EXERCISE – Reproduce the lines below verbatim, beginning at the line that contains "vegetation, placing a dot on each." and stopping after the line that contains "(1171, 102)".

EXTRACTED RECORDS –

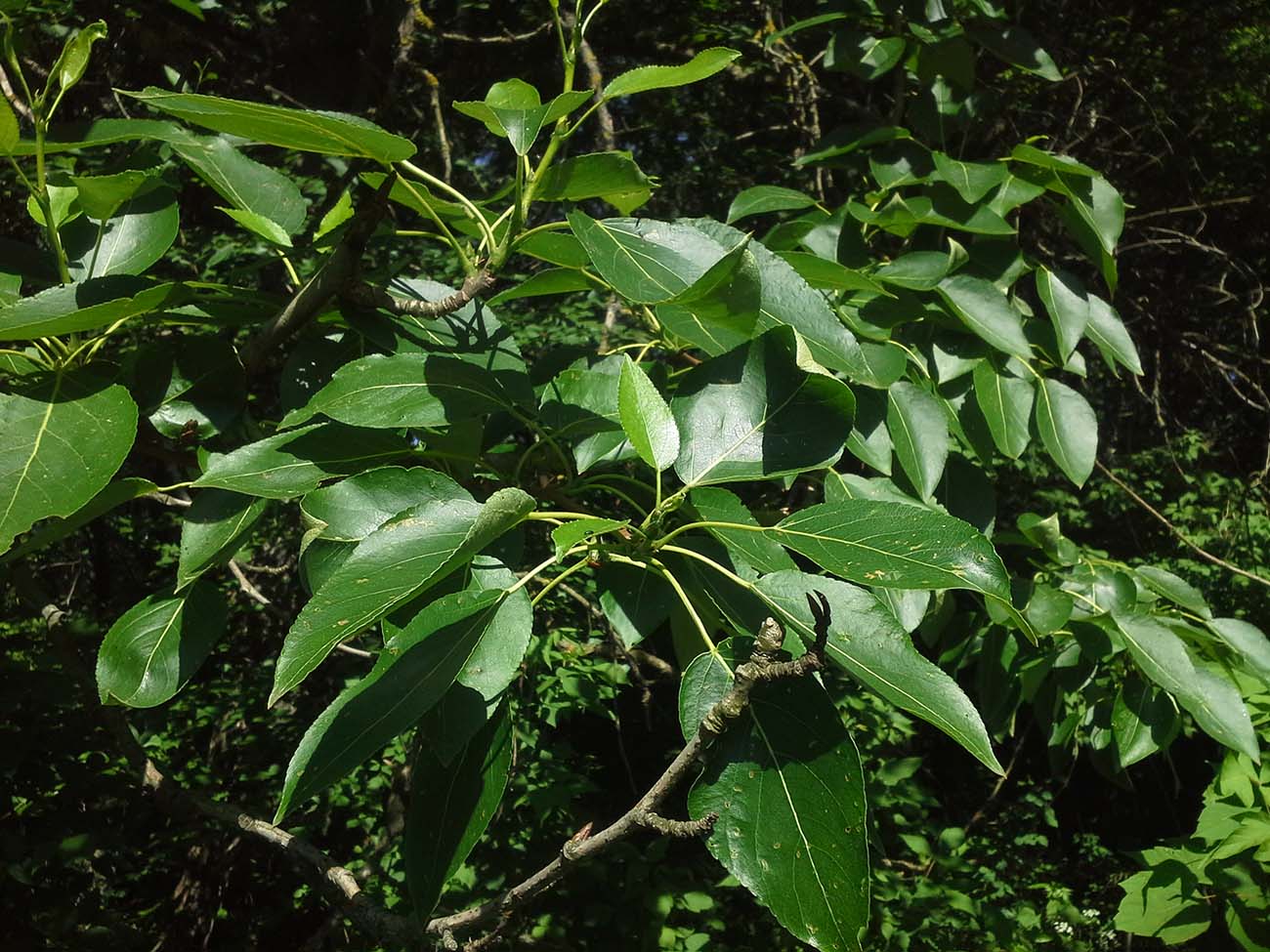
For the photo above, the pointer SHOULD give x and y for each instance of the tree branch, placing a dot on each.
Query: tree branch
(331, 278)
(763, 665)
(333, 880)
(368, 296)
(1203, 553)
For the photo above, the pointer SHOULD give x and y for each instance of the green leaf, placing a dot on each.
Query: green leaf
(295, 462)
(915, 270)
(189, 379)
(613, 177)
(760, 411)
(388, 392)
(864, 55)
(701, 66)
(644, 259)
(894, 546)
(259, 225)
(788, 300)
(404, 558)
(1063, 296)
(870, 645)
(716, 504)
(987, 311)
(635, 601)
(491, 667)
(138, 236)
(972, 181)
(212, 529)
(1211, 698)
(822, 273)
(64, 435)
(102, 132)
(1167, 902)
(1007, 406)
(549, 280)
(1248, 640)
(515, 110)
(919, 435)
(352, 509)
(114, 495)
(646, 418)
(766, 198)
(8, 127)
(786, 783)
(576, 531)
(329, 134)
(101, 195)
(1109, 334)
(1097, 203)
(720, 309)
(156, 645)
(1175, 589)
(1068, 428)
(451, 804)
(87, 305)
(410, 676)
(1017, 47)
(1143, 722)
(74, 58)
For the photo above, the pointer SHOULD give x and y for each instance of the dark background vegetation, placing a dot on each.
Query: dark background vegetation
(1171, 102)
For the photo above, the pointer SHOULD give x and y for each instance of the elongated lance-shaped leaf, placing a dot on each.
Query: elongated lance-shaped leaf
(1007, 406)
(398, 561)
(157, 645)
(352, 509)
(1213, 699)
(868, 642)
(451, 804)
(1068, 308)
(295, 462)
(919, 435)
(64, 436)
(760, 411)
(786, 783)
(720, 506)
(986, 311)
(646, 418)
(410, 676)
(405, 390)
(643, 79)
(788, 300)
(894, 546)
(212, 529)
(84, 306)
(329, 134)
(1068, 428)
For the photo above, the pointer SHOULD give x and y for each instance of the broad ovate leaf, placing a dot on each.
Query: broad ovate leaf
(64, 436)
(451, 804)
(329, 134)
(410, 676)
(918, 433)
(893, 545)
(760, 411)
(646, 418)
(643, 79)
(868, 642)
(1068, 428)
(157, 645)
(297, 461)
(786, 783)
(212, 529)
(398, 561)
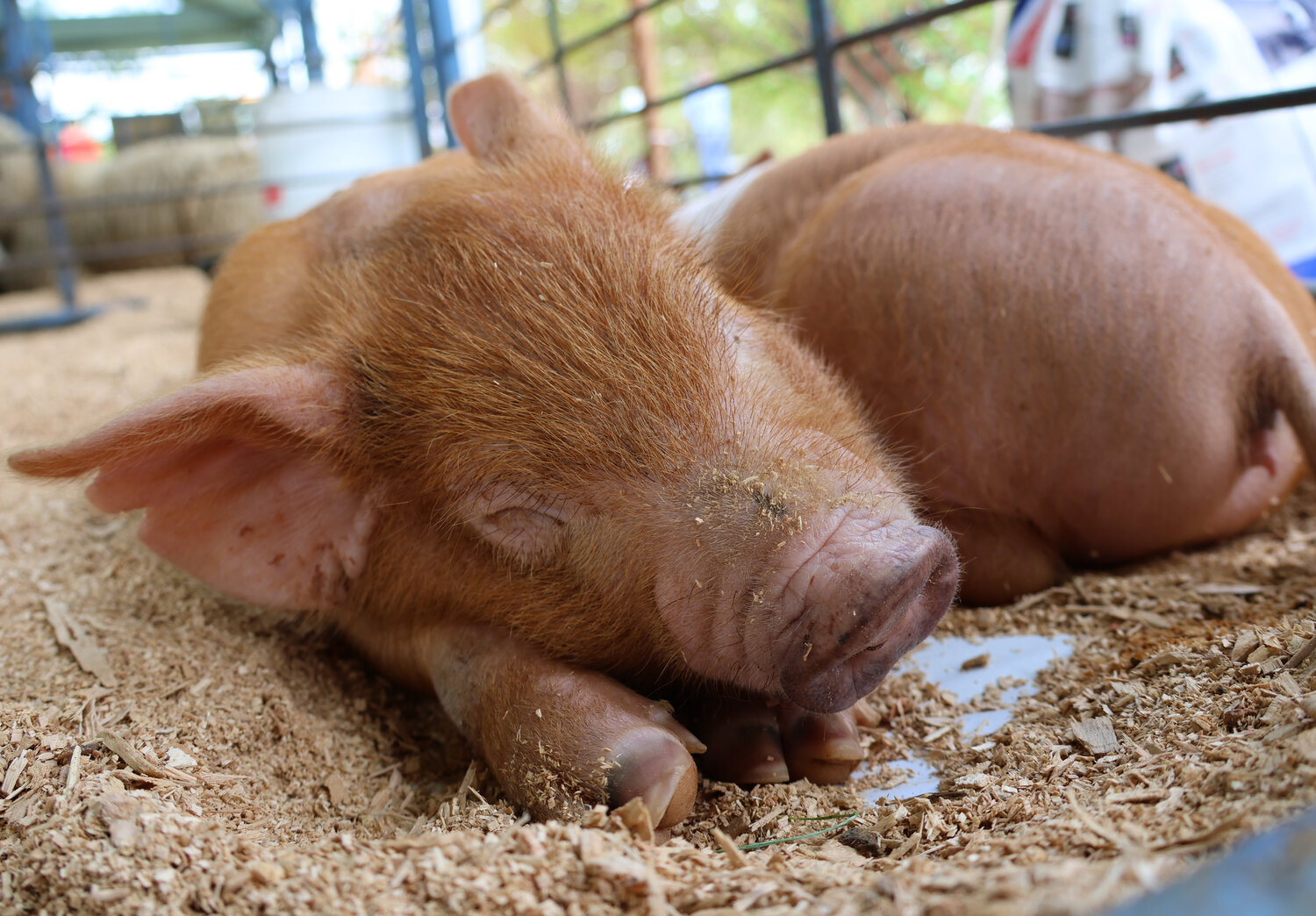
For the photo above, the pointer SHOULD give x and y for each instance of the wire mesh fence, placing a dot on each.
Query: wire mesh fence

* * *

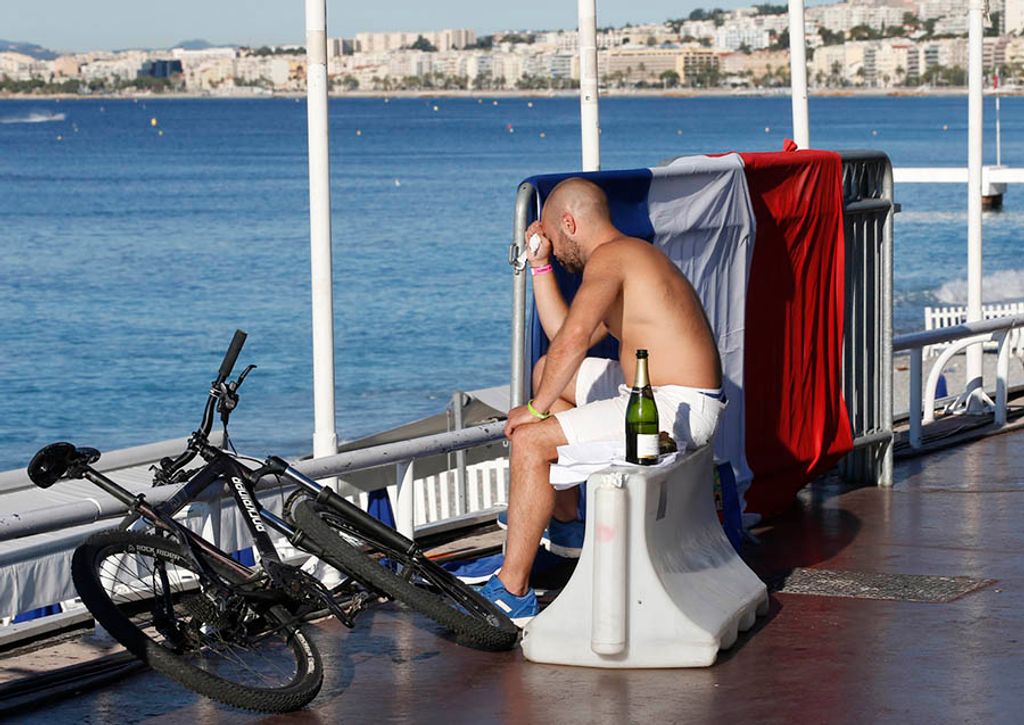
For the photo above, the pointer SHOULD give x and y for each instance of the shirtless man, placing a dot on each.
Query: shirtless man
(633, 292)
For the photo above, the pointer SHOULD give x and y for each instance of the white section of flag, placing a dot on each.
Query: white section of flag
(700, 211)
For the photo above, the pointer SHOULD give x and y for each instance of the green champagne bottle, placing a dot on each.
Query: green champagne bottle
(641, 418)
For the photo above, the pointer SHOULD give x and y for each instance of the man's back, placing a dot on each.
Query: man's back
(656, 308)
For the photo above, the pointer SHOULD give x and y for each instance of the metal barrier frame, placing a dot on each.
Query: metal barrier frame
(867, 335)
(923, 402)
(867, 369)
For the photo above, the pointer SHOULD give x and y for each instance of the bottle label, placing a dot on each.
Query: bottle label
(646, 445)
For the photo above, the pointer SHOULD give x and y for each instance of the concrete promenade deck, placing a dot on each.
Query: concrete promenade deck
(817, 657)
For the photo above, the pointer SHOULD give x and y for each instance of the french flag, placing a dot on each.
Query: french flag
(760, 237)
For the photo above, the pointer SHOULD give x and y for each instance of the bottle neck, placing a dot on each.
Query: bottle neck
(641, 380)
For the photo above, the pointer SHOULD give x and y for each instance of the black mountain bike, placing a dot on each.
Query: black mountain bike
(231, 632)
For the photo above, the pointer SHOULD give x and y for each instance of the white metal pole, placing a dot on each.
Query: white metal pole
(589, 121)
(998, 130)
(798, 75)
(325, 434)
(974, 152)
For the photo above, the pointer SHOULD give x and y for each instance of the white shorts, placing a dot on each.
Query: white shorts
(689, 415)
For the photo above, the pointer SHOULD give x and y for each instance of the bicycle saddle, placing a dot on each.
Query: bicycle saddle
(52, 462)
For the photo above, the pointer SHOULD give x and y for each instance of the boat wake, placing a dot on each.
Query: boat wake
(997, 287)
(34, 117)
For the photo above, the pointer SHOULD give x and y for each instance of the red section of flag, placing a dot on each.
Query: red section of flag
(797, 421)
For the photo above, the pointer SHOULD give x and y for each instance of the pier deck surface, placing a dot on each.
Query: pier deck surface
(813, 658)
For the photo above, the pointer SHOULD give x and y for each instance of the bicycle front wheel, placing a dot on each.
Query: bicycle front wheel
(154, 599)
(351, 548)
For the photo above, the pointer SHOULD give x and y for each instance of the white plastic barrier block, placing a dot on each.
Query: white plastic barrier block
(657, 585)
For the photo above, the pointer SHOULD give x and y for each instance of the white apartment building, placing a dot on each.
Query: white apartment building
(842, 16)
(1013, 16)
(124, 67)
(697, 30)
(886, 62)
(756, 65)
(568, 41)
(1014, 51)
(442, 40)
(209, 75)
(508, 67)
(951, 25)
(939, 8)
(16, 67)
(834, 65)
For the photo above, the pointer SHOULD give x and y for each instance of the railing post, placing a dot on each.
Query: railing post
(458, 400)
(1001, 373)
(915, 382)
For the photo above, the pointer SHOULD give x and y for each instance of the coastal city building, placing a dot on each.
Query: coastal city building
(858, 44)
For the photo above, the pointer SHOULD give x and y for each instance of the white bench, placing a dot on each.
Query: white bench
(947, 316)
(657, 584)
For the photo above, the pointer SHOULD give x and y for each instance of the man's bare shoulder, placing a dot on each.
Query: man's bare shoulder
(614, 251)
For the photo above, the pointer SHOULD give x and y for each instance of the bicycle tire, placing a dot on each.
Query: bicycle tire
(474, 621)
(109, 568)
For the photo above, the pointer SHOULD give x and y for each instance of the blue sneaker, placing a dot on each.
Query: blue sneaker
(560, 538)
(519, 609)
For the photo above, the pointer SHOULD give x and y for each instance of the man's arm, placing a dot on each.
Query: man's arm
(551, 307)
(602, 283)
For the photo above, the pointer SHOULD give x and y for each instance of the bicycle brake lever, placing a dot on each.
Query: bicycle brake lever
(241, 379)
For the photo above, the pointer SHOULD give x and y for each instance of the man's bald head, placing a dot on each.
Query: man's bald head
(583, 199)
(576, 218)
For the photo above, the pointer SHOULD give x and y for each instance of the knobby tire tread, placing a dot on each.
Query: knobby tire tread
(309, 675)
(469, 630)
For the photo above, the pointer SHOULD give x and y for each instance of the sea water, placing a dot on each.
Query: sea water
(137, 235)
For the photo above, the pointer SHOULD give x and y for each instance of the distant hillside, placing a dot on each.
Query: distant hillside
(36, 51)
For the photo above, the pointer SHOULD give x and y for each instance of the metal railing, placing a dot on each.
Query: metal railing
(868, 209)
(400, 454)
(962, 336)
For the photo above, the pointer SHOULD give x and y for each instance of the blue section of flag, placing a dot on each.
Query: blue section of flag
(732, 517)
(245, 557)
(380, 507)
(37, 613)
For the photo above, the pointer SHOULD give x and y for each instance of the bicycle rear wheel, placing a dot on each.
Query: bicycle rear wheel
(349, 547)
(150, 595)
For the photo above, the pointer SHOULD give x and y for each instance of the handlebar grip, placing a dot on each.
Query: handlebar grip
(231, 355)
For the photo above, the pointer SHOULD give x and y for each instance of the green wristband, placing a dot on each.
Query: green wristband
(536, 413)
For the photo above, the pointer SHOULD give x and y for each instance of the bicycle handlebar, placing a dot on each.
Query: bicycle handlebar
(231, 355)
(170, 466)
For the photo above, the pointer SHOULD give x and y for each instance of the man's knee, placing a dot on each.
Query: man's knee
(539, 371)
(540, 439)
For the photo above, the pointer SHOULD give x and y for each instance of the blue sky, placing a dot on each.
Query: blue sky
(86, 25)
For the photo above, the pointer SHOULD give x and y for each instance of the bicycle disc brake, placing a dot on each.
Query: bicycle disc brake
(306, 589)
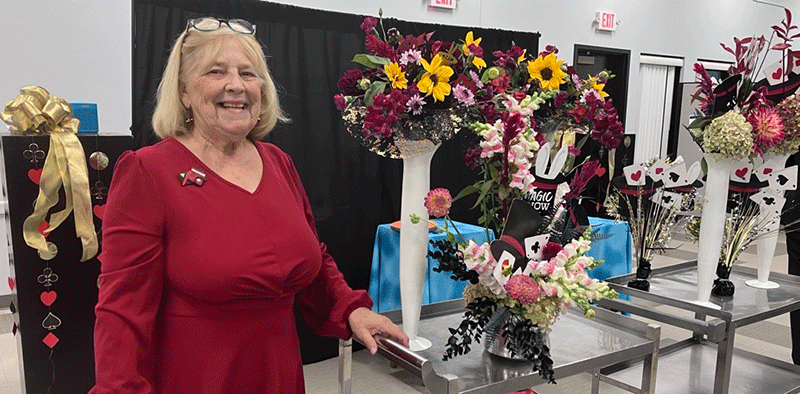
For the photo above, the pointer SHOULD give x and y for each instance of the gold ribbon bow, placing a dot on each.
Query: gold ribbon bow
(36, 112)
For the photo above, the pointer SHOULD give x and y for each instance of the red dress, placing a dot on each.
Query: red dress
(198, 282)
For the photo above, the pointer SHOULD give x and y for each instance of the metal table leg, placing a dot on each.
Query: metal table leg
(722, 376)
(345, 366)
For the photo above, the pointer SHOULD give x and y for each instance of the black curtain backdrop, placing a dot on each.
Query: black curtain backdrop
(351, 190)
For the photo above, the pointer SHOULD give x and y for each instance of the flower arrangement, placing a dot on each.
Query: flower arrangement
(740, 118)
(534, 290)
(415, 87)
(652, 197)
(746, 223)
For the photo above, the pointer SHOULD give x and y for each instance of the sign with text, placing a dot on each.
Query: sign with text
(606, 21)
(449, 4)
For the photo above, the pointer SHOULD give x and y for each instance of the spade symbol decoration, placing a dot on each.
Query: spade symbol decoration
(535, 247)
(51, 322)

FULL OUTPUT –
For the photo above, the pointer SHOULD give x and y for each instance of the dark background vegetation, placing a dot on each.
Query: dark background vegetation
(1171, 102)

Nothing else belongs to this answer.